(Image point grounding data)
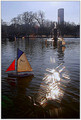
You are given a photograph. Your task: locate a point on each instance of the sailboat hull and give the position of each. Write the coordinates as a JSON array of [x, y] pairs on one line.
[[20, 75]]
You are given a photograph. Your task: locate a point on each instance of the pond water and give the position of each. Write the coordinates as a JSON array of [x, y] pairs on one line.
[[54, 89]]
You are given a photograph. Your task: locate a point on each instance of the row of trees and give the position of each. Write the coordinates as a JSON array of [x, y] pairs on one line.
[[30, 23]]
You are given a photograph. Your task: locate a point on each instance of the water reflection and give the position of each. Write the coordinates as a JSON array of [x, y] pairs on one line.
[[52, 89]]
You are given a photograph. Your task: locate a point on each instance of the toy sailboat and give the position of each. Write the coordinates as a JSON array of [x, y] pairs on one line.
[[21, 65]]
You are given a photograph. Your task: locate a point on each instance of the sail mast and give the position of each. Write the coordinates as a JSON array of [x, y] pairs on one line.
[[16, 60]]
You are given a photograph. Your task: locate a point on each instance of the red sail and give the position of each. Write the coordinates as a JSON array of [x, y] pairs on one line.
[[11, 67]]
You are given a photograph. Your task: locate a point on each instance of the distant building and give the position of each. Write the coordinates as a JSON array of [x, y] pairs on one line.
[[61, 16]]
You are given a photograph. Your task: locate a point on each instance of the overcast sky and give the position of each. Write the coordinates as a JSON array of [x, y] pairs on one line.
[[10, 9]]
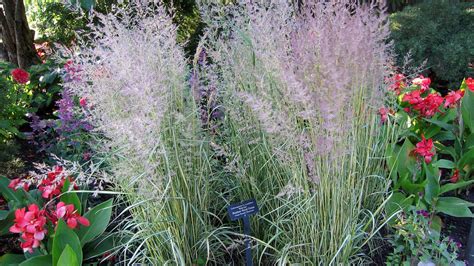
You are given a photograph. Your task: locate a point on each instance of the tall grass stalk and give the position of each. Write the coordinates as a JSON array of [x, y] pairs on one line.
[[301, 88], [133, 75]]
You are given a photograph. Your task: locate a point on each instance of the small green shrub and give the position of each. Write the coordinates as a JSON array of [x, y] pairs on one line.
[[436, 31]]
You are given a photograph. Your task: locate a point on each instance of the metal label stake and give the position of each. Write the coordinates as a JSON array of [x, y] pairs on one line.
[[243, 210]]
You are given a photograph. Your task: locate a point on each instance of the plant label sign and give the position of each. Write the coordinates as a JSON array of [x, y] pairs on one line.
[[243, 210]]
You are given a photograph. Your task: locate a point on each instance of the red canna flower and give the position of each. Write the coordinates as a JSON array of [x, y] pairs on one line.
[[30, 224], [430, 105], [455, 177], [83, 102], [413, 97], [423, 82], [68, 214], [20, 75], [19, 183], [470, 83], [52, 185], [453, 98], [425, 149], [383, 111]]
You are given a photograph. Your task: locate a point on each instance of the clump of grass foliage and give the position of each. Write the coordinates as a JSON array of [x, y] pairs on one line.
[[298, 87], [133, 73]]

### Work required
Please extract exactly, and only, the lines from the line containing "of the tall" through the last line of the records.

### Result of this task
You are given a photograph. Your task: locate a point on each instance of the tall grass stalk and give the position of each. Write the coordinates as a JSON array of [x, y] pairs on one line.
[[301, 88], [133, 75]]
You are given a photograph. Your task: locate a point on each instance of the small green shrub and give the position of each. Write the coordinates as a JSON array of [x, y] pairs on one line.
[[436, 31]]
You are given a photograph. Your task: locate a point on each instance of the metal label stake and give the position of each. Write the coordinates as a JSON array of [x, y] pairs on one line.
[[243, 210]]
You are given a photograph. Your task: locate a point on each instance of the plant label sign and give the position of each. Write the coordinates as a JSON array of [x, y] pairs on one line.
[[243, 210]]
You are given a photograph. Your task: locate a point on each instance of the red canna flower and give the position of each. Write the coordinates as a JSON array of [x, y] pairs on one line.
[[30, 224], [430, 105], [455, 177], [83, 102], [413, 97], [423, 82], [68, 214], [20, 75], [19, 183], [470, 83], [52, 185], [453, 98], [425, 149], [383, 111]]
You are given a photograph. Your task: locate a point on each instance of the clump of grass foliage and give the position of each. Write the coordinates as a JSON array of [x, y] pairs on one line.
[[298, 87], [133, 73]]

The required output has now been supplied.